## Work instructions
List every person other than Michael Skubala who is named in the biographical text below.

## Extract
Michael Skubala (born 31 October 1982) is an English football coach who is the first team coach for Premier League club Leeds United.

Career
Skubala began his career in 2005 working at Lutterworth College in Leicestershire. Alongside his job at the school, he had a number of coaching jobs including assistant manager at county club Barwell and in the academies of Coventry City and Nottingham Forest. At the same time, he was head futsal coach at Loughborough University, before subsequently breaking into the FA’s set-up, where he became head coach for England national futsal team between 2017 and 2021, guiding them to their highest world ranking in two decades.

In July 2022, he was appointed head coach of Leeds United F.C. Reserves and Youth Team.

In February 2023, Skubala was appointed co-interim head coach of English Premier League side Leeds United, alongside coaches Paco Gallardo and Chris Armas after the sacking of Head Coach Jesse Marsch.

[Contour labeling entries]
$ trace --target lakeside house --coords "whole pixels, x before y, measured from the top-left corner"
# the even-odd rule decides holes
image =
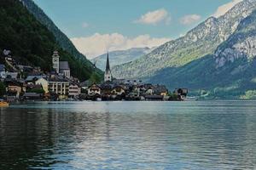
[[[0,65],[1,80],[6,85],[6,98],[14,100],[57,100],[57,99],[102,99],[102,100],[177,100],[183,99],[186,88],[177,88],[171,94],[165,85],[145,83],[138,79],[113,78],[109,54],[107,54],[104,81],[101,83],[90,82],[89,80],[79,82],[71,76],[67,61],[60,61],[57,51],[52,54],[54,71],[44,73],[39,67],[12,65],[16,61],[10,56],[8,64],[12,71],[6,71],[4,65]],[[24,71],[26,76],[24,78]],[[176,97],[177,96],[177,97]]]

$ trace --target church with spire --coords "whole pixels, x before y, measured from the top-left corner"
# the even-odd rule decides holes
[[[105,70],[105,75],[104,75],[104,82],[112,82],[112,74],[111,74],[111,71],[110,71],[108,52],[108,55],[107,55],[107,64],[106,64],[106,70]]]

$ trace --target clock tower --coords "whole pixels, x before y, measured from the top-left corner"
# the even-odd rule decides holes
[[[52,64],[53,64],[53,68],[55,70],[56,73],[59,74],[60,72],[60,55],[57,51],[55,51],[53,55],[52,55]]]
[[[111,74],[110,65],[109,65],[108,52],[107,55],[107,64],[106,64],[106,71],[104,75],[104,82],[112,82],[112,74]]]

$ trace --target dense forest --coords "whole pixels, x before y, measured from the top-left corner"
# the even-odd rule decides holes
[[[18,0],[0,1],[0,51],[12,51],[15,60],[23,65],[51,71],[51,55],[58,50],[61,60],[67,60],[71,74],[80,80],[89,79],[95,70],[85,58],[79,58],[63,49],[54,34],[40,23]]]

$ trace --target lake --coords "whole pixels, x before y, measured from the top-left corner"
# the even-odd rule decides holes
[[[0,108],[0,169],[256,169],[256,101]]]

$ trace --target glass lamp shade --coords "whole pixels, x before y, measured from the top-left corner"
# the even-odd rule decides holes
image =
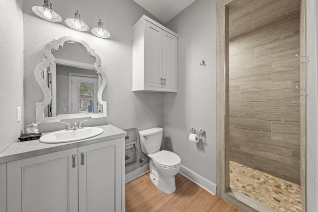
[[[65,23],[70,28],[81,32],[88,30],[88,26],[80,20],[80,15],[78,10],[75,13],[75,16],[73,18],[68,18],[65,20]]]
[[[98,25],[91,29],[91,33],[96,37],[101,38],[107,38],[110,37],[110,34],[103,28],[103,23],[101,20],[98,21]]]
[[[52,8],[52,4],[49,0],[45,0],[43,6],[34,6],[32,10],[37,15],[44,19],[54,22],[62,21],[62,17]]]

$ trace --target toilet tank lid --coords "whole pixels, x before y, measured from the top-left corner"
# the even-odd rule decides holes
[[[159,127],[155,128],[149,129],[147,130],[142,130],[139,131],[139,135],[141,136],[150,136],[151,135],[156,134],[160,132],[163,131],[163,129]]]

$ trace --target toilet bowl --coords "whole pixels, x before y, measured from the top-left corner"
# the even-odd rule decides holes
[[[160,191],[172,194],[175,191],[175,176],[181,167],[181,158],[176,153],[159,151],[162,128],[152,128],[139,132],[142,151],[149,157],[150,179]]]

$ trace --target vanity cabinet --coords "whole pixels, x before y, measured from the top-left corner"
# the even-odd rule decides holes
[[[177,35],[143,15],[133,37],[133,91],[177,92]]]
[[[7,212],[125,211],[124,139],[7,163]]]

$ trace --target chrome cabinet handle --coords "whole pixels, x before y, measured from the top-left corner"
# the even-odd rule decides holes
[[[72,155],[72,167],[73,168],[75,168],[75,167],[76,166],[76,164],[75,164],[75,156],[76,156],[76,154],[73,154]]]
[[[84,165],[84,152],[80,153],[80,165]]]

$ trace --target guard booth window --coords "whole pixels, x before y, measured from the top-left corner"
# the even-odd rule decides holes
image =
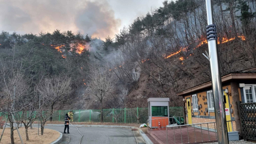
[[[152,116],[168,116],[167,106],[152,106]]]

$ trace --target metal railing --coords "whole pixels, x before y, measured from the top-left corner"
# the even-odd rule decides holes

--

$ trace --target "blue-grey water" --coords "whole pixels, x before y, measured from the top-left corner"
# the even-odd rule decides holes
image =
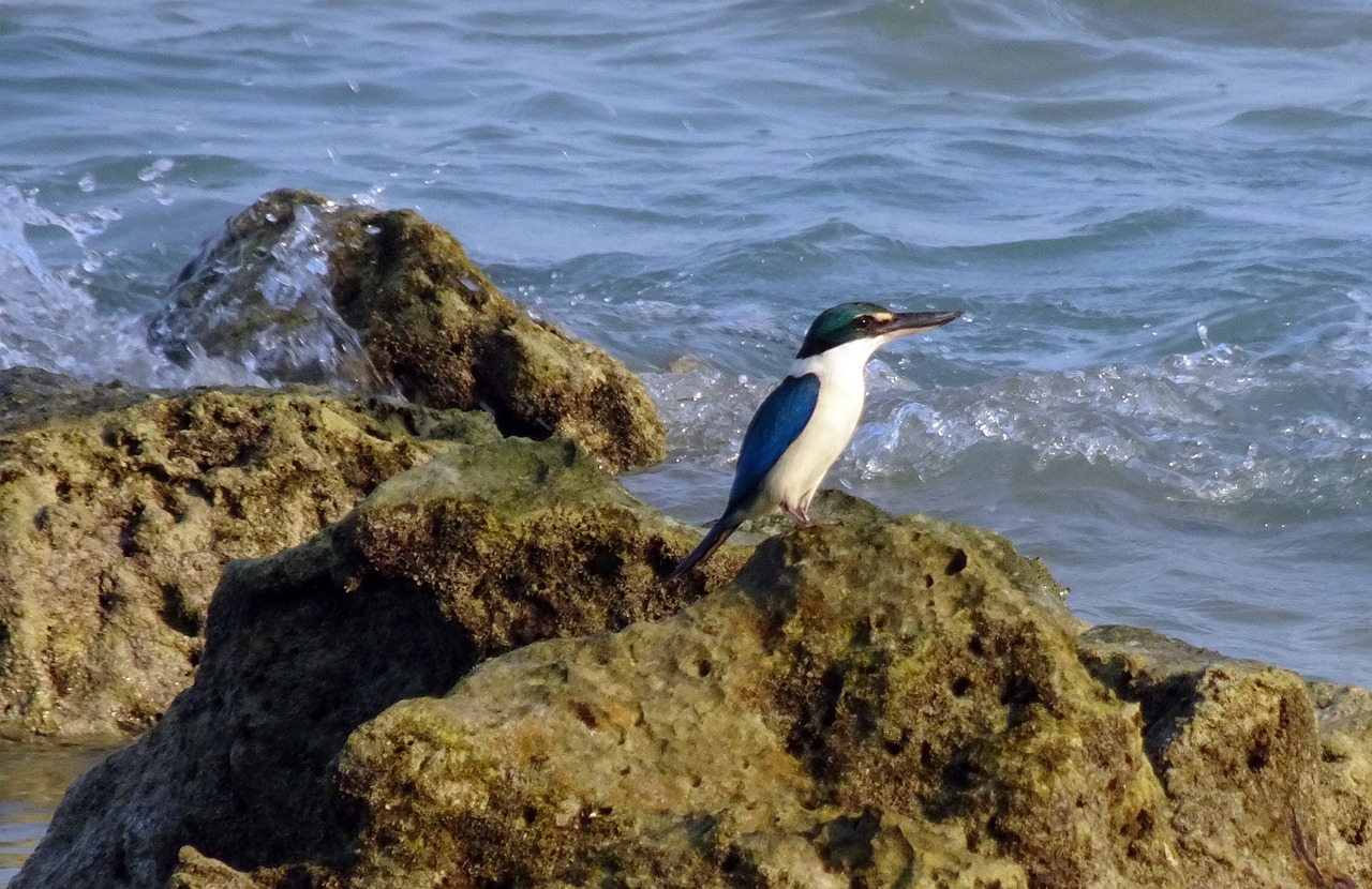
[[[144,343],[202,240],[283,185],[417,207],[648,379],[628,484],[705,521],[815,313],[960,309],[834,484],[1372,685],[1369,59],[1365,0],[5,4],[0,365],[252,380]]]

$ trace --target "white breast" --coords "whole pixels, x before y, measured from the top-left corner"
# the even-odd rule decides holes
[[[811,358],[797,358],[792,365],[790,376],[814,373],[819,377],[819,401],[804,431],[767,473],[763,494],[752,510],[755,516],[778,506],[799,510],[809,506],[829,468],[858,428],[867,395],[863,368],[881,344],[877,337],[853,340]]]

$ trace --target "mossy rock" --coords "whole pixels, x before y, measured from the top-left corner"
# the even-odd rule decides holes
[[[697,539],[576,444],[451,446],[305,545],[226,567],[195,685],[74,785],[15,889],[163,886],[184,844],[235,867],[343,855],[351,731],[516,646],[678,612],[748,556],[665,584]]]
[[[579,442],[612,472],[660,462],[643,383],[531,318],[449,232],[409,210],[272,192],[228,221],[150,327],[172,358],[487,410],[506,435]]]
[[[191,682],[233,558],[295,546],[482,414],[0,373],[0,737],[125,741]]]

## Exercise result
Paco Gallardo, Chris Armas, Jesse Marsch